◆ **Text shown**:
--- begin ---

On day 4 of rapidly prototyping, a chute was added to the entrance of the machine, and a lid was added to the machine. Development began on the boxes that will hold the sorted skittles.

Rapid Prototyping Day 5

On this day we secured the color sensor to the machine to get consistent readings, then calibrated the chutes accordingly to sort the inputs.

Rapid Prototyping Circuit Diagram

This is the circuit diagram of the prototype.

Rapid Prototyping Code

#include <Servo.h>

#include <Wire.h>

#include "Adafruit_TCS34725.h"

--- end ---

◆ **Raw data**:
--- begin ---

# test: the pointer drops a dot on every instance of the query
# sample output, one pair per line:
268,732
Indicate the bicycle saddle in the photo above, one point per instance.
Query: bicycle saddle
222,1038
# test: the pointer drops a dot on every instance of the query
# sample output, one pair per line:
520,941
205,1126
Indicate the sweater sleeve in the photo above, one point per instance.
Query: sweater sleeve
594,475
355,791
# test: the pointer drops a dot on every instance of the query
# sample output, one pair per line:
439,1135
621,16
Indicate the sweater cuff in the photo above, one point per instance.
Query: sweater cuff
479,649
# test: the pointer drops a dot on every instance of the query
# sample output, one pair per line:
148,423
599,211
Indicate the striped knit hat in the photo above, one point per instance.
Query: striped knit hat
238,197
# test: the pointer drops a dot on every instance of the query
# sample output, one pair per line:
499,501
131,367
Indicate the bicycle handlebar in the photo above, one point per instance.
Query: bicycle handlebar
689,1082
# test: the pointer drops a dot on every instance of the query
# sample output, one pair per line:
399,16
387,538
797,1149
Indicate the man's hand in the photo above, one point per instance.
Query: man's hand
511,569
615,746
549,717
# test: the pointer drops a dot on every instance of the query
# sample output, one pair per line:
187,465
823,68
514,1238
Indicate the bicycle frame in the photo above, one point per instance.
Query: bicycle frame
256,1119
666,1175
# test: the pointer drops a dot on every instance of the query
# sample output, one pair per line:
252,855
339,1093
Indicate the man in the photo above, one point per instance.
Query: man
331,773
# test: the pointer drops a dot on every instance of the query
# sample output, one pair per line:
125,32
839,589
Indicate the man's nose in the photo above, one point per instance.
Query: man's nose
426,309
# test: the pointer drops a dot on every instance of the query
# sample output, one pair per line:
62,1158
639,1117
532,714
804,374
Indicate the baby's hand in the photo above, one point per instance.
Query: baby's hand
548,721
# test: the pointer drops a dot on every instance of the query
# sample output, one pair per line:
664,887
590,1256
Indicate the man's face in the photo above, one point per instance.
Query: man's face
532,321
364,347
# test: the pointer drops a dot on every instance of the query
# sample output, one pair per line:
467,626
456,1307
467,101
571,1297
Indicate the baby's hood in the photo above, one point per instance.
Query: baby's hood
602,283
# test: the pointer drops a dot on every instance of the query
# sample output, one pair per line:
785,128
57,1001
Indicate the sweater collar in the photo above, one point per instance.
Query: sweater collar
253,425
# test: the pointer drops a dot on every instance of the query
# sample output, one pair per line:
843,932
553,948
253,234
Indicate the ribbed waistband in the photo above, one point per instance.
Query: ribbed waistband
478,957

--- end ---

◆ **Given problem**:
Answer these from the prototyping notes above:
(a) What two things were added to the machine on day 4?
(b) On day 5, what was secured to the machine, and for what purpose?
(c) Which header file in the code ends in ".h" and is written in quotation marks rather than angle brackets?

◆ **Exercise answer**:
(a) A chute at the entrance of the machine and a lid.
(b) The color sensor, to get consistent readings.
(c) "Adafruit_TCS34725.h"